Below are the entries; state how many of their lines contain the string "appear", and nothing more.
== Dataset extract
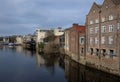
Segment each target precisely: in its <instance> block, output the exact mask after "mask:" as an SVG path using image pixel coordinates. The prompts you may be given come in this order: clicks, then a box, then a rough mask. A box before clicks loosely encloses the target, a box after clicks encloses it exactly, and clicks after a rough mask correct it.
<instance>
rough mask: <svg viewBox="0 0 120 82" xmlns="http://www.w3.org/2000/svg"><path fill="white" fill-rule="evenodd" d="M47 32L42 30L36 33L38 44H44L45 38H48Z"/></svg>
mask: <svg viewBox="0 0 120 82" xmlns="http://www.w3.org/2000/svg"><path fill="white" fill-rule="evenodd" d="M47 31H48V30H41V29H37V30H36V31H35V35H36V43H40V42H44V38H45V37H46V33H47Z"/></svg>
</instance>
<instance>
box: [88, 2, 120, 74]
mask: <svg viewBox="0 0 120 82" xmlns="http://www.w3.org/2000/svg"><path fill="white" fill-rule="evenodd" d="M119 28H120V0H104V2H103V4H102V5H98V4H96V3H94V4H93V6H92V8H91V10H90V12H89V13H88V15H87V16H86V62H87V63H88V64H91V65H95V66H96V67H97V68H99V69H101V70H105V71H108V72H111V73H115V74H116V73H118V71H119V70H120V47H119V46H120V43H119V38H120V36H119V31H120V29H119Z"/></svg>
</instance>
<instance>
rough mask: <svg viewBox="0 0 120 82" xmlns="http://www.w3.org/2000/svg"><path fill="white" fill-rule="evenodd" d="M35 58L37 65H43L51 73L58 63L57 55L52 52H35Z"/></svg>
mask: <svg viewBox="0 0 120 82" xmlns="http://www.w3.org/2000/svg"><path fill="white" fill-rule="evenodd" d="M35 60H36V64H37V66H38V67H44V68H45V69H46V70H47V71H49V72H50V73H51V74H52V75H54V72H55V68H56V66H57V65H59V56H55V55H52V54H39V53H38V52H36V55H35Z"/></svg>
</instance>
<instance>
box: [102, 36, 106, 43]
mask: <svg viewBox="0 0 120 82" xmlns="http://www.w3.org/2000/svg"><path fill="white" fill-rule="evenodd" d="M101 43H102V44H105V36H103V37H102V42H101Z"/></svg>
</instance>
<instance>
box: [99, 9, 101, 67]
mask: <svg viewBox="0 0 120 82" xmlns="http://www.w3.org/2000/svg"><path fill="white" fill-rule="evenodd" d="M98 56H99V67H100V64H101V10H100V11H99V55H98Z"/></svg>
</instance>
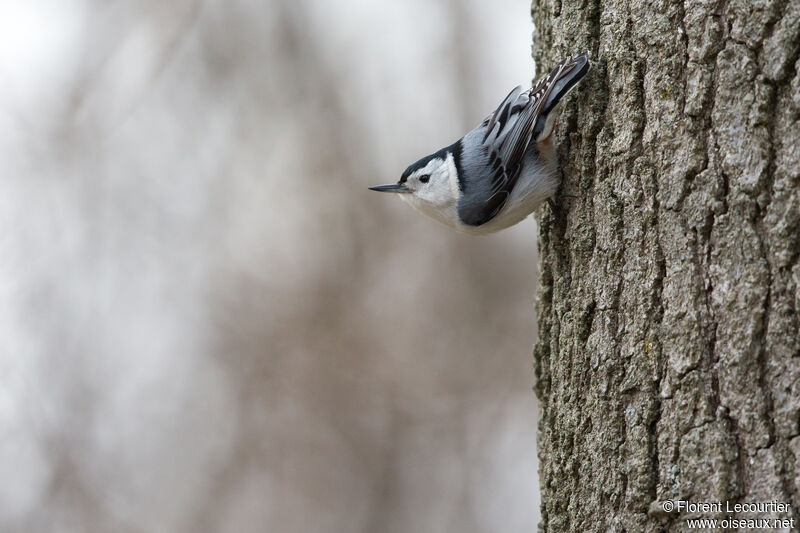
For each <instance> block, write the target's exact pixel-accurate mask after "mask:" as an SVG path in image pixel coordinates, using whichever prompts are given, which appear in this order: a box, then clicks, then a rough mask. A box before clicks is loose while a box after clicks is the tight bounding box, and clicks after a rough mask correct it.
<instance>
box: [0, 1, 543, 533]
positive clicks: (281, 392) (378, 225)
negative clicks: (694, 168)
mask: <svg viewBox="0 0 800 533" xmlns="http://www.w3.org/2000/svg"><path fill="white" fill-rule="evenodd" d="M532 30H533V27H532V23H531V22H530V16H529V0H500V1H495V2H485V1H482V0H468V1H467V0H436V1H430V0H409V1H405V2H371V1H367V0H348V1H339V2H331V1H323V0H271V1H266V2H265V1H255V0H253V1H248V0H235V1H226V2H211V1H201V0H175V1H172V2H162V1H156V0H150V1H141V2H134V1H126V2H124V1H117V2H108V1H102V2H101V1H98V0H94V1H92V0H35V1H32V2H14V1H11V0H3V1H0V227H2V231H0V478H1V479H2V482H1V483H0V530H2V531H4V532H17V531H19V532H23V531H24V532H37V531H46V532H49V531H58V532H62V531H63V532H73V531H74V532H81V531H115V532H158V531H164V532H172V531H175V532H183V531H187V532H188V531H192V532H195V531H203V532H205V531H209V532H262V531H270V532H280V533H283V532H309V531H326V532H390V533H392V532H408V531H413V532H417V531H426V532H437V531H441V532H444V531H448V532H449V531H460V532H488V531H504V532H523V531H526V532H527V531H533V530H534V529H535V525H536V523H537V521H538V484H537V478H536V475H537V462H536V448H535V430H536V417H537V411H536V403H535V397H534V394H533V392H532V391H531V387H532V385H533V379H534V378H533V370H532V361H531V347H532V344H533V342H534V341H535V328H534V309H533V302H534V295H535V290H536V256H535V244H536V228H535V224H534V222H533V220H532V219H529V220H526V221H525V222H523V223H522V224H520V225H518V226H516V227H514V228H511V229H510V230H507V231H505V232H503V233H500V234H498V235H495V236H492V237H488V238H475V237H466V236H462V235H459V234H456V233H454V232H452V231H450V230H448V229H446V228H444V227H441V226H439V225H438V224H436V223H435V222H433V221H431V220H429V219H427V218H425V217H423V216H422V215H420V214H418V213H416V212H413V211H412V210H411V208H409V207H408V206H406V205H404V204H402V203H401V202H400V201H398V200H397V199H396V198H393V197H391V196H389V195H380V194H378V193H374V192H371V191H368V190H367V186H369V185H376V184H381V183H389V182H393V181H396V180H397V179H398V178H399V175H400V173H401V172H402V171H403V170H404V168H405V167H406V166H407V165H408V164H410V163H411V162H413V161H415V160H416V159H418V158H419V157H421V156H423V155H426V154H428V153H430V152H433V151H435V150H437V149H438V148H440V147H442V146H445V145H447V144H450V143H451V142H452V141H454V140H455V139H457V138H458V137H460V136H461V135H462V134H463V133H464V132H466V131H467V130H468V129H469V128H471V127H473V126H474V125H475V124H477V123H478V122H479V121H480V120H482V119H483V118H484V117H485V116H486V115H487V114H488V113H489V112H490V111H492V110H493V109H494V108H495V107H496V105H497V104H498V103H499V102H500V100H501V99H502V98H503V97H504V96H505V95H506V93H507V92H508V91H509V90H510V89H511V88H512V87H513V86H515V85H517V84H527V83H530V81H531V78H532V76H533V74H534V65H533V61H532V60H531V58H530V44H531V33H532Z"/></svg>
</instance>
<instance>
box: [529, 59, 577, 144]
mask: <svg viewBox="0 0 800 533" xmlns="http://www.w3.org/2000/svg"><path fill="white" fill-rule="evenodd" d="M590 67H591V63H590V62H589V52H584V53H582V54H579V55H578V56H576V57H575V58H574V59H572V60H571V61H569V62H567V64H566V65H563V66H562V65H559V66H558V67H556V69H560V72H558V71H557V70H554V71H553V72H551V74H550V75H551V76H553V77H554V79H553V80H552V81H551V82H550V83H552V85H551V87H549V88H548V89H549V91H548V94H547V97H546V99H545V101H544V102H542V107H541V112H540V114H539V117H538V118H537V121H536V125H535V126H534V128H533V138H534V139H535V140H536V142H541V141H542V140H544V139H546V138H547V137H549V136H550V134H551V133H552V132H553V125H554V124H555V118H556V113H551V111H553V109H554V108H555V107H556V105H558V102H559V101H561V99H562V98H563V97H564V96H565V95H566V94H567V93H568V92H569V91H570V90H571V89H572V88H573V87H575V85H577V84H578V82H579V81H581V80H582V79H583V77H584V76H585V75H586V73H587V72H589V68H590Z"/></svg>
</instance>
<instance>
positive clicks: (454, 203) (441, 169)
mask: <svg viewBox="0 0 800 533" xmlns="http://www.w3.org/2000/svg"><path fill="white" fill-rule="evenodd" d="M406 187H408V188H409V189H411V191H412V192H411V194H403V195H401V196H402V197H405V198H404V199H405V200H409V201H413V200H417V201H419V202H420V203H425V204H429V206H430V207H431V208H446V207H450V206H451V205H455V203H456V201H457V200H458V176H457V173H456V169H455V164H454V163H453V156H452V155H450V154H448V155H447V159H440V158H434V159H431V160H430V161H429V162H428V164H427V165H425V167H424V168H420V169H417V170H416V171H414V172H413V173H412V174H411V175H410V176H409V177H408V178H407V180H406ZM408 197H411V198H408ZM415 207H421V206H415Z"/></svg>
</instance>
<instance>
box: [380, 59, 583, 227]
mask: <svg viewBox="0 0 800 533" xmlns="http://www.w3.org/2000/svg"><path fill="white" fill-rule="evenodd" d="M590 67H591V63H590V62H589V53H588V52H583V53H581V54H578V55H577V56H575V57H573V58H566V59H564V60H562V61H561V62H559V63H558V64H557V65H556V66H555V67H554V68H553V69H552V70H551V71H550V73H549V74H548V75H547V76H546V77H544V78H542V79H541V80H540V81H539V82H538V83H536V84H535V85H533V86H532V87H531V88H530V89H528V90H522V87H521V86H517V87H515V88H514V89H513V90H512V91H511V92H510V93H509V94H508V96H506V97H505V99H504V100H503V101H502V102H501V103H500V105H499V106H498V107H497V109H496V110H495V111H494V112H493V113H491V114H490V115H489V116H488V117H486V119H485V120H484V121H483V122H481V123H480V124H479V125H478V126H476V127H475V128H474V129H473V130H472V131H470V132H468V133H467V134H466V135H464V136H463V137H462V138H461V139H459V140H457V141H456V142H454V143H453V144H451V145H449V146H446V147H444V148H442V149H441V150H438V151H437V152H435V153H433V154H430V155H428V156H425V157H423V158H422V159H420V160H418V161H417V162H415V163H413V164H412V165H410V166H409V167H408V168H407V169H406V170H405V172H403V174H402V176H401V177H400V180H399V181H398V182H397V183H391V184H388V185H378V186H375V187H369V188H370V189H371V190H373V191H379V192H387V193H394V194H397V195H398V196H399V197H400V198H401V199H403V200H405V201H406V202H407V203H409V204H411V206H412V207H414V208H416V209H417V210H419V211H421V212H422V213H424V214H426V215H428V216H430V217H431V218H433V219H435V220H437V221H438V222H441V223H442V224H444V225H445V226H448V227H450V228H452V229H455V230H456V231H459V232H461V233H467V234H470V235H487V234H490V233H494V232H497V231H500V230H502V229H505V228H508V227H510V226H513V225H514V224H517V223H519V222H520V221H522V220H524V219H525V218H526V217H527V216H528V215H529V214H531V213H532V212H533V211H534V210H535V209H536V208H537V207H538V206H539V204H541V203H542V202H543V201H544V200H546V199H549V198H550V197H552V196H553V194H555V192H556V190H557V189H558V186H559V184H560V175H559V171H558V161H557V156H556V151H555V147H554V144H555V143H554V142H553V137H554V136H553V131H554V127H555V123H556V118H557V111H556V110H555V107H556V105H557V104H558V103H559V101H560V100H561V99H562V98H563V97H564V96H565V95H566V94H567V93H568V92H569V91H570V90H571V89H572V88H573V87H575V85H577V84H578V82H580V81H581V80H582V79H583V77H584V76H585V75H586V73H587V72H589V69H590Z"/></svg>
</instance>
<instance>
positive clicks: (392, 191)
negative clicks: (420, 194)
mask: <svg viewBox="0 0 800 533" xmlns="http://www.w3.org/2000/svg"><path fill="white" fill-rule="evenodd" d="M369 190H371V191H378V192H401V193H408V192H411V189H409V188H408V187H406V185H405V183H390V184H389V185H376V186H375V187H370V188H369Z"/></svg>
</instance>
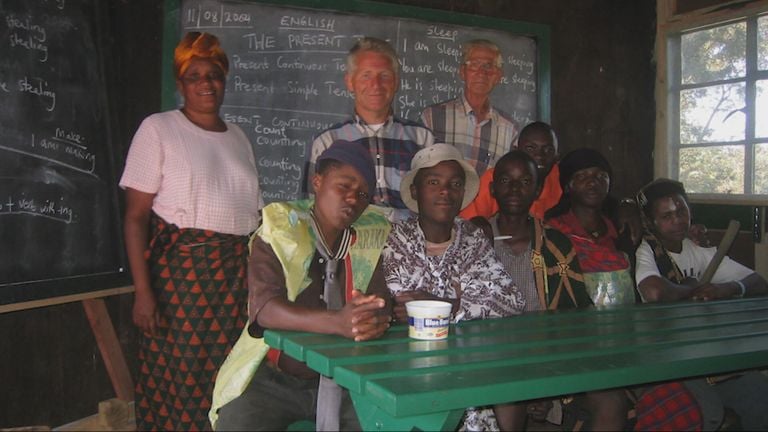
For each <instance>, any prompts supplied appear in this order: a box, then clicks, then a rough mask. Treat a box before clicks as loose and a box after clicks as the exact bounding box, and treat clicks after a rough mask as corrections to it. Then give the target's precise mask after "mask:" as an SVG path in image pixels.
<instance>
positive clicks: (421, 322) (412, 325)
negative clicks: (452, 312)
mask: <svg viewBox="0 0 768 432" xmlns="http://www.w3.org/2000/svg"><path fill="white" fill-rule="evenodd" d="M449 321H450V320H449V319H448V318H447V317H446V318H414V317H408V325H411V326H413V327H414V328H415V329H416V330H423V329H432V328H438V327H447V326H448V323H449Z"/></svg>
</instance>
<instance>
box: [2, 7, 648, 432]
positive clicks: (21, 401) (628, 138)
mask: <svg viewBox="0 0 768 432" xmlns="http://www.w3.org/2000/svg"><path fill="white" fill-rule="evenodd" d="M390 2H391V3H398V4H407V5H413V6H421V7H428V8H435V9H445V10H451V11H456V12H462V13H470V14H477V15H486V16H494V17H498V18H505V19H511V20H520V21H532V22H538V23H542V24H547V25H550V26H551V31H552V124H553V126H554V127H555V129H556V130H557V132H558V134H559V137H560V143H561V152H564V151H567V150H570V149H574V148H578V147H581V146H587V147H593V148H596V149H599V150H601V151H602V152H603V153H604V154H605V155H606V156H607V157H608V159H609V160H610V162H611V164H612V165H613V168H614V173H615V174H616V175H615V177H616V178H615V179H614V182H613V190H614V192H615V193H617V194H618V195H627V194H631V193H633V192H634V191H635V190H637V188H639V187H640V186H641V185H642V184H644V183H646V182H648V181H650V180H651V177H652V167H653V164H652V162H651V157H652V155H651V152H652V149H653V131H654V109H655V104H654V100H653V86H654V64H653V59H652V56H653V52H652V50H653V41H654V37H655V21H654V20H655V7H656V5H655V2H652V1H633V2H617V1H615V0H579V1H578V2H564V1H560V0H538V1H530V0H423V1H416V0H409V1H406V0H403V1H390ZM108 4H109V6H108V7H109V22H108V23H106V26H105V29H106V30H105V31H107V32H108V40H107V43H108V44H109V46H110V47H111V48H110V53H109V61H108V64H107V74H108V77H109V81H110V83H109V85H110V88H111V89H112V92H111V94H110V97H111V99H110V110H111V111H112V112H111V114H110V115H111V118H112V127H113V135H114V140H115V142H117V143H120V144H122V146H123V147H122V154H123V155H124V154H125V152H126V151H127V146H128V143H129V142H130V139H131V136H132V135H133V132H134V131H135V130H136V128H137V127H138V124H139V123H140V122H141V120H142V119H143V118H144V117H145V116H146V115H148V114H150V113H153V112H156V111H158V110H159V109H160V53H161V39H162V1H161V0H112V1H110V2H109V3H108ZM120 163H122V162H121V161H120ZM120 166H122V165H120ZM131 301H132V298H131V295H122V296H117V297H113V298H110V299H108V300H107V305H108V307H109V311H110V314H111V316H112V320H113V322H114V325H115V327H116V330H117V333H118V337H119V339H120V342H121V345H122V347H123V350H124V352H125V353H126V356H127V360H128V364H129V366H131V367H132V368H135V367H136V361H135V358H134V357H135V353H136V336H137V332H136V331H135V329H134V328H133V325H132V323H131ZM0 329H2V332H3V336H2V339H0V383H2V389H3V391H2V392H0V428H2V427H15V426H22V425H33V424H35V425H40V424H43V425H49V426H59V425H62V424H65V423H68V422H71V421H73V420H77V419H80V418H83V417H86V416H89V415H91V414H94V413H95V412H96V410H97V406H98V402H99V401H102V400H105V399H109V398H112V397H114V393H113V390H112V388H111V384H110V382H109V379H108V377H107V374H106V372H105V370H104V365H103V362H102V360H101V357H100V355H99V351H98V348H97V347H96V343H95V341H94V339H93V336H92V334H91V330H90V327H89V326H88V322H87V320H86V318H85V314H84V312H83V308H82V306H81V305H80V304H79V303H74V304H67V305H60V306H51V307H47V308H41V309H35V310H27V311H20V312H12V313H7V314H0Z"/></svg>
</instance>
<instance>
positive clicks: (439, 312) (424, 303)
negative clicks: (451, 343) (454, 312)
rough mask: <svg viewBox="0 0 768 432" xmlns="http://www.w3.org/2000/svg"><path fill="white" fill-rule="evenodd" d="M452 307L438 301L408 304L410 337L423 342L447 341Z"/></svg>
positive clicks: (413, 302) (416, 302)
mask: <svg viewBox="0 0 768 432" xmlns="http://www.w3.org/2000/svg"><path fill="white" fill-rule="evenodd" d="M452 307H453V306H452V305H451V304H450V303H448V302H443V301H437V300H415V301H410V302H408V303H406V304H405V309H406V311H407V312H408V336H409V337H412V338H414V339H422V340H438V339H445V338H446V337H448V324H450V321H451V308H452Z"/></svg>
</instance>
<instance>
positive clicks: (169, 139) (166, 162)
mask: <svg viewBox="0 0 768 432" xmlns="http://www.w3.org/2000/svg"><path fill="white" fill-rule="evenodd" d="M120 187H122V188H123V189H125V188H132V189H136V190H138V191H141V192H146V193H151V194H156V196H155V199H154V202H153V204H152V210H154V212H155V213H157V215H158V216H160V217H162V218H163V219H165V220H166V221H167V222H170V223H173V224H175V225H177V226H179V227H180V228H197V229H206V230H212V231H216V232H220V233H226V234H237V235H245V234H248V233H250V232H252V231H254V230H255V229H256V228H257V227H258V225H259V213H258V211H259V210H260V209H261V208H262V207H264V200H263V198H262V196H261V190H260V189H259V175H258V172H257V170H256V163H255V159H254V156H253V149H252V148H251V144H250V142H249V141H248V138H247V137H246V136H245V134H244V133H243V131H242V130H241V129H240V128H239V127H238V126H237V125H234V124H231V123H227V130H226V131H225V132H210V131H206V130H204V129H201V128H200V127H198V126H196V125H195V124H194V123H192V122H191V121H189V120H188V119H187V117H186V116H185V115H184V114H183V113H182V112H181V111H179V110H173V111H167V112H162V113H157V114H153V115H151V116H149V117H147V118H146V119H144V121H143V122H142V123H141V126H139V129H138V130H137V131H136V135H134V137H133V141H132V142H131V148H130V150H129V151H128V159H127V160H126V163H125V171H124V172H123V176H122V178H121V179H120Z"/></svg>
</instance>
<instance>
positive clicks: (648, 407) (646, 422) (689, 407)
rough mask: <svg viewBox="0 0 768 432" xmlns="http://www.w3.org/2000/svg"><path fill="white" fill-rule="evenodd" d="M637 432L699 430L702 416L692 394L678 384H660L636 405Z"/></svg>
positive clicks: (635, 407)
mask: <svg viewBox="0 0 768 432" xmlns="http://www.w3.org/2000/svg"><path fill="white" fill-rule="evenodd" d="M635 411H636V413H637V423H635V428H634V430H636V431H700V430H702V417H701V410H700V409H699V405H698V404H697V403H696V399H695V398H694V396H693V394H692V393H691V392H690V391H689V390H688V389H687V388H685V386H683V385H682V384H681V383H679V382H673V383H666V384H660V385H657V386H654V387H652V388H651V389H650V390H648V391H647V392H645V393H644V394H643V395H642V396H641V397H640V399H638V401H637V404H636V405H635Z"/></svg>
====
Reply to the task -
2